Collected data:
☆ ☆ ☆ ☆ ☆ ☆ ☆
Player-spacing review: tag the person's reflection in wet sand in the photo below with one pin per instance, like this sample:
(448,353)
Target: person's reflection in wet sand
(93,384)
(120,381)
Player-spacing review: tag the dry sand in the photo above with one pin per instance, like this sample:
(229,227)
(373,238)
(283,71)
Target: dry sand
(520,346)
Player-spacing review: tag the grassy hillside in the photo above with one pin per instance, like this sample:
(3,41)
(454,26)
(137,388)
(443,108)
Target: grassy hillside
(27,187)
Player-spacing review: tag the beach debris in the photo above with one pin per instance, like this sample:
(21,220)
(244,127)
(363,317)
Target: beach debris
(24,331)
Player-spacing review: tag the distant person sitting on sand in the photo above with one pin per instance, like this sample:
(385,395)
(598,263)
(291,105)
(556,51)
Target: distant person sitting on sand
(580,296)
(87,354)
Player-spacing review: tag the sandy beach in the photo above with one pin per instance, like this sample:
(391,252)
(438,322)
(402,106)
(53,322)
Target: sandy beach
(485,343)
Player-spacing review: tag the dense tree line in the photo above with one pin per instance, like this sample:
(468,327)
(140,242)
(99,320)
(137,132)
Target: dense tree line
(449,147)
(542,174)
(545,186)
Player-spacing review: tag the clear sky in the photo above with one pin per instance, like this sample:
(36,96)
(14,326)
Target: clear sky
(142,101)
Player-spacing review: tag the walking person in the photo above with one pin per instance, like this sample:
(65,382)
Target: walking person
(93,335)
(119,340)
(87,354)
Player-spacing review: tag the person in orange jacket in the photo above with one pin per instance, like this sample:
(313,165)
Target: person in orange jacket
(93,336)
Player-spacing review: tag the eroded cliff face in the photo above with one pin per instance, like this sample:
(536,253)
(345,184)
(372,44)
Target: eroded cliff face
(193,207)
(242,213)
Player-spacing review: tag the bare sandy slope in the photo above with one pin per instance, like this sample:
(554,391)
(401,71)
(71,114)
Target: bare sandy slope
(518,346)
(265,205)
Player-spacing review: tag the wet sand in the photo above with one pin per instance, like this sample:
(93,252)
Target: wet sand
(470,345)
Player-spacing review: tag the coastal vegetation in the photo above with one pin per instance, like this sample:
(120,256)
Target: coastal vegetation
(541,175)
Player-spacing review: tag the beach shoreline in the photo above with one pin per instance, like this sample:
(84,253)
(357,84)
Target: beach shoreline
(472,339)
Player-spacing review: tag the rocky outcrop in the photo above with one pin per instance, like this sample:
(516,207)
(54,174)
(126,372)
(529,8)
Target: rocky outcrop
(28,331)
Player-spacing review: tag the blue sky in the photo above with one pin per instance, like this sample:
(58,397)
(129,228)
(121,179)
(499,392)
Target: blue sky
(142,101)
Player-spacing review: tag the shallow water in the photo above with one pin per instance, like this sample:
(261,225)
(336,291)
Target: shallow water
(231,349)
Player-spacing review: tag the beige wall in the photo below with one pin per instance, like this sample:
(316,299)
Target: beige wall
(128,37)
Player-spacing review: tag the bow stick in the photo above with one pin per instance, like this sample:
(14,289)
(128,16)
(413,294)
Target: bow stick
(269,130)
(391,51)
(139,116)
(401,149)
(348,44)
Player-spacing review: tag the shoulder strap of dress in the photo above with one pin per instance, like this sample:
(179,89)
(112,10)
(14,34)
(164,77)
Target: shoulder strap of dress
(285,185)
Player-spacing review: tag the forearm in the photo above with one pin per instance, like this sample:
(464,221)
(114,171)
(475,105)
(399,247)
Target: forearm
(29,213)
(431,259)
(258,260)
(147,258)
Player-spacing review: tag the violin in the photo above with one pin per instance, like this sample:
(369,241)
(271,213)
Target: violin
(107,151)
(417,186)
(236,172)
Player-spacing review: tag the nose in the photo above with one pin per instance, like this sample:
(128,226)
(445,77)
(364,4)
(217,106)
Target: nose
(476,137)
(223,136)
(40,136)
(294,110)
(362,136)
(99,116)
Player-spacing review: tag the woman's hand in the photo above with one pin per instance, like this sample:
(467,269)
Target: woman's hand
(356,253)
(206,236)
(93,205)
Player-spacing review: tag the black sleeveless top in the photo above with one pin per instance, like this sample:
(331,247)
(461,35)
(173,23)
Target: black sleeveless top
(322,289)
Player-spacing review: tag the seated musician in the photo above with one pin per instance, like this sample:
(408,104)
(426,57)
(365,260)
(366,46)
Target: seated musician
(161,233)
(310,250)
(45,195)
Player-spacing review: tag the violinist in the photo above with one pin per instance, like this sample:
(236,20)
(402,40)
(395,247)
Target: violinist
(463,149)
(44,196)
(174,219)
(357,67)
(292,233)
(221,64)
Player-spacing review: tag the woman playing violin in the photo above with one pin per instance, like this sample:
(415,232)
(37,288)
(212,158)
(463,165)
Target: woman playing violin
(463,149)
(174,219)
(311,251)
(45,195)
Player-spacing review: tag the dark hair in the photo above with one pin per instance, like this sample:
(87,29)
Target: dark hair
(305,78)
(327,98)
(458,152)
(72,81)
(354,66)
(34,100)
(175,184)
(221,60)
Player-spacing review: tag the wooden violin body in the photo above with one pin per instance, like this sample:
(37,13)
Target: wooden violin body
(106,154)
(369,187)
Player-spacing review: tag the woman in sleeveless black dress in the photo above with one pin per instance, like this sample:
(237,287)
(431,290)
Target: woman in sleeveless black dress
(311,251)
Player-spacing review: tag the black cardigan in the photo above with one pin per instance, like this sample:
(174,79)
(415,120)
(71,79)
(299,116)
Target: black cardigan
☆ ☆ ☆ ☆ ☆ ☆ ☆
[PROMPT]
Print every record exactly as it was given.

[EXPECTED OUTPUT]
Player-spacing review: tag the person's reflection in wet sand in the photo below with one pin per instance, like this sample:
(448,353)
Target: person's reflection in wet sand
(93,384)
(120,381)
Player-spacing review: tag the dry sand in the photo above with one pin per instance, like this sample:
(229,227)
(373,238)
(283,71)
Target: dry sand
(520,346)
Player-spacing review: tag the grassy hillside in the photo above with one pin per instance, like this sample:
(3,41)
(454,26)
(137,388)
(443,108)
Target: grassy hillside
(27,187)
Player-spacing review: tag the beach debris in the photo above with one pin per instance, like this sample:
(21,220)
(244,127)
(363,317)
Target: beach debris
(24,331)
Player-spacing review: tag the distant person sitting on sand in the photo above with one pin per instance, like this sample:
(385,395)
(598,263)
(291,105)
(556,51)
Target: distant person sitting on sand
(580,296)
(87,354)
Player-spacing review: tag the sandy beach in the photo above with one pin per instance, like this sample:
(391,252)
(438,322)
(402,106)
(53,322)
Target: sandy beach
(485,343)
Player-spacing review: tag the dense tree line in the photo above with one pin per instance, like this sample:
(468,327)
(140,242)
(99,320)
(137,132)
Target: dense tree line
(449,147)
(542,174)
(545,186)
Player-spacing review: tag the clear sky in the photo above with one pin per instance, like this sample:
(36,96)
(14,326)
Target: clear sky
(142,101)
Player-spacing review: tag the walking person in the photo above with one pin per instance, like this sample:
(65,382)
Target: walking person
(93,335)
(119,340)
(87,354)
Player-spacing review: tag the person in orange jacket in the photo above with one pin per instance, like this sample:
(313,165)
Target: person in orange jacket
(93,336)
Player-spacing review: tag the eroded cliff face in the photo above with one pin per instance, like this sample:
(536,253)
(345,184)
(372,44)
Target: eroded cliff face
(193,207)
(242,213)
Player-spacing review: tag the bare sandy slope in the photo above with one pin per instance, like this sample:
(554,391)
(401,71)
(71,114)
Target: bare sandy slope
(518,346)
(265,205)
Player-spacing review: tag the wet sand in the photo above with one pin per instance, like this sample:
(93,252)
Target: wet sand
(470,345)
Player-spacing review: tag the coastal vegetation in the photo above with one pin per instance, like this sample:
(120,256)
Target: coastal vegetation
(541,175)
Player-spacing review: tag the beach shoreline in the photo above with one pin per instance, like this sample:
(84,253)
(357,84)
Target: beach shoreline
(472,339)
Player-spacing review: tag the rocky outcrop in the photo above with one pin per instance, like this sample:
(516,207)
(54,174)
(126,372)
(529,8)
Target: rocky outcrop
(28,331)
Player-spacing review: tag the blue sky in the photo above with one pin per instance, like this sample:
(58,397)
(129,228)
(121,179)
(499,392)
Target: blue sky
(142,101)
Player-spacing review: tag the shallow water in the photo above with one pin per instance, like this sample:
(261,225)
(336,291)
Target: shallow water
(231,349)
Player-spacing review: tag the beige wall in the photo below with one pin per instance, like this sample:
(316,299)
Target: beige wall
(128,37)
Player-spacing review: tag the bow stick in the photo above with one pin per instance, like this sample:
(14,289)
(128,16)
(413,294)
Target: bow stick
(269,130)
(391,51)
(139,116)
(401,149)
(348,44)
Player-spacing review: tag the shoulder strap of dress in the photo above with one pin per instance, like this sample:
(179,89)
(112,10)
(14,34)
(164,77)
Target: shoulder strap of dress
(285,185)
Player-spacing review: tag the forearm in the photo above with one pin per instance, like this sample:
(464,221)
(114,171)
(475,105)
(399,247)
Target: forearm
(29,213)
(431,259)
(258,260)
(147,258)
Player-spacing review: tag the violin in the photo above with one pin per instance, like this sample:
(369,241)
(271,213)
Target: violin
(107,151)
(417,186)
(236,172)
Player-spacing review: tag the nose in the photo above with one pin per instance, like this sample:
(128,226)
(445,77)
(364,4)
(217,106)
Target: nose
(476,137)
(223,136)
(40,136)
(294,110)
(362,136)
(99,116)
Player-spacing review: tag the woman's hand in the photo above with one pin per instance, like this sample:
(467,269)
Target: woman's hand
(356,253)
(206,236)
(93,205)
Player-spacing review: tag the black sleeveless top in the photo above with one pin per instance, like this sample:
(331,247)
(461,35)
(173,23)
Target: black sleeveless top
(322,289)
Player-spacing review: tag the seated musician in the photo above with one pin per instance, like this sample:
(408,104)
(426,57)
(365,260)
(366,46)
Target: seated musician
(161,233)
(310,250)
(45,195)
Player-spacing review: tag the violinist in the photo above with one pin per instance, like this sample:
(236,20)
(402,40)
(395,247)
Target: violinist
(463,149)
(44,196)
(174,219)
(357,67)
(292,233)
(221,64)
Player-spacing review: tag the woman playing violin in the photo above with one pin per instance, like this sample:
(415,232)
(37,288)
(212,158)
(463,165)
Target: woman playing violin
(463,149)
(174,219)
(311,251)
(45,195)
Player-spacing review: tag the dark hair in the photo above with one pin per instance, like this sample:
(87,29)
Target: dark hair
(305,78)
(327,98)
(458,152)
(72,81)
(354,66)
(34,100)
(175,184)
(221,60)
Player-spacing review: tag the wooden violin body in the photo above with one pin per instance, like this sample:
(37,13)
Target: wooden violin body
(106,154)
(369,187)
Player-spacing review: tag the woman in sleeveless black dress in the photo above with one pin per instance, like this sample:
(237,287)
(431,290)
Target: woman in sleeveless black dress
(311,251)
Player-spacing review: tag the black cardigan in the photo above with one pin per instance, like this sample:
(174,79)
(415,120)
(71,79)
(299,116)
Target: black cardigan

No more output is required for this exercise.